Le réseau européen de la concurrence fonctionne bien. Les autorités nationales de la concurrence rapprochent leurs pratiques et mènent des enquêtes croisées. Elles travaillent également en bonne intelligence avec la Commission européenne qui n'intervient que sur les grands dossiers européens.

J'ai été étonnée lorsque, jeune fonctionnaire j'ai assisté au démembrement d'administrations d'État pour créer des autorités administratives indépendantes (AAI). Cette évolution était pourtant nécessaire car la Commission européenne voulait démanteler les monopoles nationaux souvent détenus par des États actionnaires. À l'épreuve des faits, le modèle fonctionne : il s'agit d'un nouveau mode d'action de l'État : les AAI, au service de l'État et des politiques publiques, rendent compte de leur action. Je suis attachée à la légitimité démocratique de ces institutions.

(Entrées de la collection)
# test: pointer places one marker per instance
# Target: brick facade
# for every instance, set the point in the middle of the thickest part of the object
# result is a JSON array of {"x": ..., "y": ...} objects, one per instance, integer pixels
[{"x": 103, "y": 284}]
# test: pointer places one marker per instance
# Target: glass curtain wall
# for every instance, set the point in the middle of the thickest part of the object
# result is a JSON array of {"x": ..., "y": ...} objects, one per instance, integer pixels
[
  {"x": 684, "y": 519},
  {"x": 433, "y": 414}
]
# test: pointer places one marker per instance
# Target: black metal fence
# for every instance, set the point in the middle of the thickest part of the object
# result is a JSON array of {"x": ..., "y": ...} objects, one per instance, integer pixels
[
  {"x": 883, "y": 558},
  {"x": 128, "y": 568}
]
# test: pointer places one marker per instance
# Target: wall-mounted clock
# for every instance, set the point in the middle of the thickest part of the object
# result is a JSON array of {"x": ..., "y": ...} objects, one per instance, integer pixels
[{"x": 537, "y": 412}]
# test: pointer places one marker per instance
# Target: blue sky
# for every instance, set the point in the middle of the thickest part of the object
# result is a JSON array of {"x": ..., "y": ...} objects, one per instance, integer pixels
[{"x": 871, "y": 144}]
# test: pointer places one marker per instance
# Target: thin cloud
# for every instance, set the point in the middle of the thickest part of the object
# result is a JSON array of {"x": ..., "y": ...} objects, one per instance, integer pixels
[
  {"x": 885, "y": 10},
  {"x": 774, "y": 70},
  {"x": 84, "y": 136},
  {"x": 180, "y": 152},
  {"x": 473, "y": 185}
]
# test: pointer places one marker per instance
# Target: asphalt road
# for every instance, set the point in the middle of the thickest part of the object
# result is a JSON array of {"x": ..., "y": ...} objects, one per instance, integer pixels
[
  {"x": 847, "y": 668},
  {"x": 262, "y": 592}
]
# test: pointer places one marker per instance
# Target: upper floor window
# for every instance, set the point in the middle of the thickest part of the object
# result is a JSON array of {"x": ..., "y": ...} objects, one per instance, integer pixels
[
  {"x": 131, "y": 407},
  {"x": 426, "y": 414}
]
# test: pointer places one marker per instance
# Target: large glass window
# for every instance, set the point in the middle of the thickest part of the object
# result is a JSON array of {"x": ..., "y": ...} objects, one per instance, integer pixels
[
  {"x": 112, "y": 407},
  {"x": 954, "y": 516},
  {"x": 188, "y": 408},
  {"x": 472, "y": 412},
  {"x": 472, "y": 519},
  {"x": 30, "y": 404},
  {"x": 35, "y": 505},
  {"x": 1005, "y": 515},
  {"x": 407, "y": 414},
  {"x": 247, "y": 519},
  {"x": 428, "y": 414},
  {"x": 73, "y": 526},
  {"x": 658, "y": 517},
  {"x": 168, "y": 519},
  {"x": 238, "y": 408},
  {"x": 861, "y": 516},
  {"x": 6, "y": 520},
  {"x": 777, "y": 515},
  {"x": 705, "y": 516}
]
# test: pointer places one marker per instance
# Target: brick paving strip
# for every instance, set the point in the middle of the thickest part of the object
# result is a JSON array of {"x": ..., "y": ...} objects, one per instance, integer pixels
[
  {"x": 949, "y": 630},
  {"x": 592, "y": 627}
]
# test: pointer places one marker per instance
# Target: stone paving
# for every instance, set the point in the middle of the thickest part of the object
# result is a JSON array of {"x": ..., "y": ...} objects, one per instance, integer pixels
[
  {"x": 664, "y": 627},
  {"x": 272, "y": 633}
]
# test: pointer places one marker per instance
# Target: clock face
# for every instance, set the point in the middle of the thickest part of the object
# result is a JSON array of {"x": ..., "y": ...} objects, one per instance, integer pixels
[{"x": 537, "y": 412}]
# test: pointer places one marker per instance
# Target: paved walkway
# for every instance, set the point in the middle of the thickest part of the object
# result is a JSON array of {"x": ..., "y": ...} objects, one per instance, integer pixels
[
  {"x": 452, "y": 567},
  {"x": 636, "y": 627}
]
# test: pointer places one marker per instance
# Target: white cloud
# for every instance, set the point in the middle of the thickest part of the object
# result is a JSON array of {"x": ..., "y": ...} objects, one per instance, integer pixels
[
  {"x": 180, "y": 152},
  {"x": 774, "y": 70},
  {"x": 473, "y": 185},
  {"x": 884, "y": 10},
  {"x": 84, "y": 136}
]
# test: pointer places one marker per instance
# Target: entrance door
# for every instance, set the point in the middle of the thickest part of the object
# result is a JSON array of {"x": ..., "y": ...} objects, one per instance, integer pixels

CONSIGNE = Recopiez intégralement le texte sur les autorités de la concurrence, sans en modifier un seul mot.

RÉSULTAT =
Le réseau européen de la concurrence fonctionne bien. Les autorités nationales de la concurrence rapprochent leurs pratiques et mènent des enquêtes croisées. Elles travaillent également en bonne intelligence avec la Commission européenne qui n'intervient que sur les grands dossiers européens.

J'ai été étonnée lorsque, jeune fonctionnaire j'ai assisté au démembrement d'administrations d'État pour créer des autorités administratives indépendantes (AAI). Cette évolution était pourtant nécessaire car la Commission européenne voulait démanteler les monopoles nationaux souvent détenus par des États actionnaires. À l'épreuve des faits, le modèle fonctionne : il s'agit d'un nouveau mode d'action de l'État : les AAI, au service de l'État et des politiques publiques, rendent compte de leur action. Je suis attachée à la légitimité démocratique de ces institutions.